His hire date had no real significance to him. But a year later and subsequent years, Sept. 11 took on a whole new meaning for him and many people worldwide.
As the 12th anniversary of what could be called one of the worst days in American history approaches, more than 300 firefighters from seven states climbed 110 stories in the William R. Snodgrass Tennessee Tower in Nashville on Sunday in remembrance of the 343 firefighters and paramedics who lost their lives at the World Trade Center in New York.
Teams, including two from Hopkinsville Fire Department, started climbing around 9 a.m. after a brief opening ceremony and finished around 1 p.m.
Thirteen local firefighters participated; Wood was one of them.
Each team made four trips, climbing up 28 stories each trip. Participants each carried photo IDs of a New York Fire Department firefighter who died on Sept. 11. When a team completed its fourth climb, members came out into the plaza and announced their team. Each person read the name of the firefighter they had carried with them and rang a silver bell in his or her honor.
Spence Sowell, 32, has been a firefighter in Hopkinsville for nine years. This was his second year participating in the climb. He said the climb was something he believed in doing.
“I’m a fireman,” Sowell said. “I feel connected to these guys who lost their lives, and I want to pay tribute to them for giving their lives. Every year that I can, I’m going to climb for them so their legacy lives on. I don’t want them to ever be forgotten.”

Recorded data →
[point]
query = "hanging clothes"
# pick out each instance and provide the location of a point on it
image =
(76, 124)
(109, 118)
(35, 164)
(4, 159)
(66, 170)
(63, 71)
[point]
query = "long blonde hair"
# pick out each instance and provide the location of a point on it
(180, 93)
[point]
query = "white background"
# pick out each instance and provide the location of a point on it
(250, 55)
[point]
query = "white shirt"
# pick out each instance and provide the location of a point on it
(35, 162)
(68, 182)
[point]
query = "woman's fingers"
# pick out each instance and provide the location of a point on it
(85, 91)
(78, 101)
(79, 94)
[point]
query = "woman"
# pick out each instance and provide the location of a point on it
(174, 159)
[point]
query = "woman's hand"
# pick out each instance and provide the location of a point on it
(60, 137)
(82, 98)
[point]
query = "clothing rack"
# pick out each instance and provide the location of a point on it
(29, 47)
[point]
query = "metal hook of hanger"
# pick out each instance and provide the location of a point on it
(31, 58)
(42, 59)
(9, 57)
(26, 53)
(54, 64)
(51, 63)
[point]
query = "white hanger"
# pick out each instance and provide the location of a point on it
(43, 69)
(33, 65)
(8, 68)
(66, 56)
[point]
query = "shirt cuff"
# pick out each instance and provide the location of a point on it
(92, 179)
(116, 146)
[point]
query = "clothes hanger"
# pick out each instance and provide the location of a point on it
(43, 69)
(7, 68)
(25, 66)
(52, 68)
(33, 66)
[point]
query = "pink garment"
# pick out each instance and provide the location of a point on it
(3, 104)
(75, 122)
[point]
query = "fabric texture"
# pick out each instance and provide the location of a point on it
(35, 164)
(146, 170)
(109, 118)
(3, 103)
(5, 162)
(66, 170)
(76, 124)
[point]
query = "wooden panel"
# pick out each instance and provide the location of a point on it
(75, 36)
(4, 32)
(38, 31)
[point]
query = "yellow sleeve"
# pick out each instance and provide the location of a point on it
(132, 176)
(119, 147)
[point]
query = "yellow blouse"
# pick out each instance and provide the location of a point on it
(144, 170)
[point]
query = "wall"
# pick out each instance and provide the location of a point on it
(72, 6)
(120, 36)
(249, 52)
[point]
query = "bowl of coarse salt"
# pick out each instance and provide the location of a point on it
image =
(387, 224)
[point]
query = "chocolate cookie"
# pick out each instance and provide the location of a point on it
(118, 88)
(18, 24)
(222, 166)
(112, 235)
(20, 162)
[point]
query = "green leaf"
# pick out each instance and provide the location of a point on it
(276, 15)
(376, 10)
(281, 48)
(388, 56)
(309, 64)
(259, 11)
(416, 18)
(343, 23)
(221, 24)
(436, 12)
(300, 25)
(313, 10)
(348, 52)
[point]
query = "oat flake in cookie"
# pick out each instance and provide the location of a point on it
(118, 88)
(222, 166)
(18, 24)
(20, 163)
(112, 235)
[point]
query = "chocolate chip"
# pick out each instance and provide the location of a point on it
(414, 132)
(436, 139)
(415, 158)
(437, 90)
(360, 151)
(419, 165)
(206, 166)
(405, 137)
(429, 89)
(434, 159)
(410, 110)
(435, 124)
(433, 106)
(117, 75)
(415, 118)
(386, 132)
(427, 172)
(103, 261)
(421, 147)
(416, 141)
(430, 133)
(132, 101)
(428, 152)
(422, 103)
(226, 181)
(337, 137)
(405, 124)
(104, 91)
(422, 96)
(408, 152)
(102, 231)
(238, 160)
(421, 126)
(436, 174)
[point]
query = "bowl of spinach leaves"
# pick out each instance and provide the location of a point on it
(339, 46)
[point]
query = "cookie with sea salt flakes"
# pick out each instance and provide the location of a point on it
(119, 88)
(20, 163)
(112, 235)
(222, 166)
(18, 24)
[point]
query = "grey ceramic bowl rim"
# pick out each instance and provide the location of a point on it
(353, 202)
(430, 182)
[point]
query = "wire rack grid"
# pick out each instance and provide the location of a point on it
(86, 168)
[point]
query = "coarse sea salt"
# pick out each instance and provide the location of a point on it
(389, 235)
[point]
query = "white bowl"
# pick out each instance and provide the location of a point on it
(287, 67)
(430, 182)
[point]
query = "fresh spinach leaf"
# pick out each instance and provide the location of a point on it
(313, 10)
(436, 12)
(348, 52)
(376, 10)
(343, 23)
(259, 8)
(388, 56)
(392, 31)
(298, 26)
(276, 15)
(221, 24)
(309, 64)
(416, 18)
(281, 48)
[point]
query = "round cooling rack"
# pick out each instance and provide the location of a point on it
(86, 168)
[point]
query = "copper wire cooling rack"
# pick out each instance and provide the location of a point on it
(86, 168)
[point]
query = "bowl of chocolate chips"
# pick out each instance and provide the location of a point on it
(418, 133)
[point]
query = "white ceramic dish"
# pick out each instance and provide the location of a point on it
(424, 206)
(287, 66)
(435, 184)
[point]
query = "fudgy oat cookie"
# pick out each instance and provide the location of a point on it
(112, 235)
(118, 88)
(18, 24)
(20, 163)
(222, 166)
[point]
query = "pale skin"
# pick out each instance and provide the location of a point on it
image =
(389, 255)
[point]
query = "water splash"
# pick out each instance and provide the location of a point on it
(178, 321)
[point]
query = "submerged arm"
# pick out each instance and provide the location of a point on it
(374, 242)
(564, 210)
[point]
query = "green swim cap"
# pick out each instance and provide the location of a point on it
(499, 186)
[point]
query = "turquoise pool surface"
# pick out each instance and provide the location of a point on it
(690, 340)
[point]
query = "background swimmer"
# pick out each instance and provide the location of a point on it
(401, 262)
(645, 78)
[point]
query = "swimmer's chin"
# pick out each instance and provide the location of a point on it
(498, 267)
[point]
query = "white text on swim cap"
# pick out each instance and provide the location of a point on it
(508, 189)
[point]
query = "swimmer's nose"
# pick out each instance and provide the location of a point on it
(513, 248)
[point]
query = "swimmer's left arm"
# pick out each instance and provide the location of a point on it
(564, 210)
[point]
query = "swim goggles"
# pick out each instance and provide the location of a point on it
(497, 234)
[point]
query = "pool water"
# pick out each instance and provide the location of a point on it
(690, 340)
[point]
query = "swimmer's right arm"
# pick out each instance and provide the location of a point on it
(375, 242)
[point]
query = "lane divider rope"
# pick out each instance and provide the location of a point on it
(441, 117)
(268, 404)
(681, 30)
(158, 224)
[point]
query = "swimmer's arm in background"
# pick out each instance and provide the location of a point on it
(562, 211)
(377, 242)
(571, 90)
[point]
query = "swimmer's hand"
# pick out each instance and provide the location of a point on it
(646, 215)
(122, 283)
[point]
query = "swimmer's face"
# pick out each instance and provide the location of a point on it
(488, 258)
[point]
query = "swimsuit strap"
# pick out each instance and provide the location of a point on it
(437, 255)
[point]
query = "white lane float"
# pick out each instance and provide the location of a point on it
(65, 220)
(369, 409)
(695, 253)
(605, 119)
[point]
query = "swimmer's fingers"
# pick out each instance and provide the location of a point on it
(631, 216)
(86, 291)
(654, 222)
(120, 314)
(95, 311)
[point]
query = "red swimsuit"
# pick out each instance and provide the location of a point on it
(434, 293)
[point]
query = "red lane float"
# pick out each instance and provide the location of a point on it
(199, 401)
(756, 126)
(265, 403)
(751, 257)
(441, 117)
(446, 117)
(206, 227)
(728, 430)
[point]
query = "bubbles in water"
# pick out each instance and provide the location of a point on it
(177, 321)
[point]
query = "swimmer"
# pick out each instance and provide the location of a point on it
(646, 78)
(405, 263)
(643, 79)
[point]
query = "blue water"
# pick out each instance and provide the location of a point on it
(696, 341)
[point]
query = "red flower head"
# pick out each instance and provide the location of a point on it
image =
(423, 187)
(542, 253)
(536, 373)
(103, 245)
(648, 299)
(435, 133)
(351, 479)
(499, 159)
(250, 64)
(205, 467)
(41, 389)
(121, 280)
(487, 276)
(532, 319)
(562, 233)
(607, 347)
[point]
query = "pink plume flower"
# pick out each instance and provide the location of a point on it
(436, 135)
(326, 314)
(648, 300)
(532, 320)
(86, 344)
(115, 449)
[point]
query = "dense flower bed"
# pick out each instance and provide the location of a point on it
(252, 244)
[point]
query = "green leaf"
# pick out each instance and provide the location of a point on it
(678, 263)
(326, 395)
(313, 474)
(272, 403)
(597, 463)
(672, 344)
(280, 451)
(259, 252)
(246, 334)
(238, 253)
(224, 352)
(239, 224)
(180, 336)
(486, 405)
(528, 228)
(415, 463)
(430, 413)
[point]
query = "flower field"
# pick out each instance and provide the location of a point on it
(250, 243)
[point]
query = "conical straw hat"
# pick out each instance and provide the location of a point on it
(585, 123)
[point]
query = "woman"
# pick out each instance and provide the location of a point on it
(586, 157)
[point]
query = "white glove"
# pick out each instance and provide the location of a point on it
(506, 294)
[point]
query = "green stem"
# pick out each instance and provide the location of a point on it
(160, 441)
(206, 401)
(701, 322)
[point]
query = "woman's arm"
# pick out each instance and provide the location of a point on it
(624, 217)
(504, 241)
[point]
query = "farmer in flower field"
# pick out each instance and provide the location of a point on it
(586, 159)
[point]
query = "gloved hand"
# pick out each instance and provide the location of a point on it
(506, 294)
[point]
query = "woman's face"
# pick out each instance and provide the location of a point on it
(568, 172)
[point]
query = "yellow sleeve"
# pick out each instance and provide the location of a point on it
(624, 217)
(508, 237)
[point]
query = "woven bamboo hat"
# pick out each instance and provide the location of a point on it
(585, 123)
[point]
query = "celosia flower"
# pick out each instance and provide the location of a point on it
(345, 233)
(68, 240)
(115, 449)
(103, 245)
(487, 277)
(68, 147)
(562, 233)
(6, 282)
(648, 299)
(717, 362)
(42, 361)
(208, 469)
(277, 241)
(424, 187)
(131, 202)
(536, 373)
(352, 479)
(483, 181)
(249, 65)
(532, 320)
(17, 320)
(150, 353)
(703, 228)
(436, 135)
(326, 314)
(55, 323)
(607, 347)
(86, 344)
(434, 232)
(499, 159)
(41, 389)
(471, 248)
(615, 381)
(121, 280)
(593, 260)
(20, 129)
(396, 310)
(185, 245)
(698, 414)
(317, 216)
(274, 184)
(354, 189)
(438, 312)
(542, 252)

Task → Copy the stair climb article from "As the 12th" down to "around 1 p.m.", putting "Saturday" in place of "Sunday".

Output of the exercise →
As the 12th anniversary of what could be called one of the worst days in American history approaches, more than 300 firefighters from seven states climbed 110 stories in the William R. Snodgrass Tennessee Tower in Nashville on Saturday in remembrance of the 343 firefighters and paramedics who lost their lives at the World Trade Center in New York.
Teams, including two from Hopkinsville Fire Department, started climbing around 9 a.m. after a brief opening ceremony and finished around 1 p.m.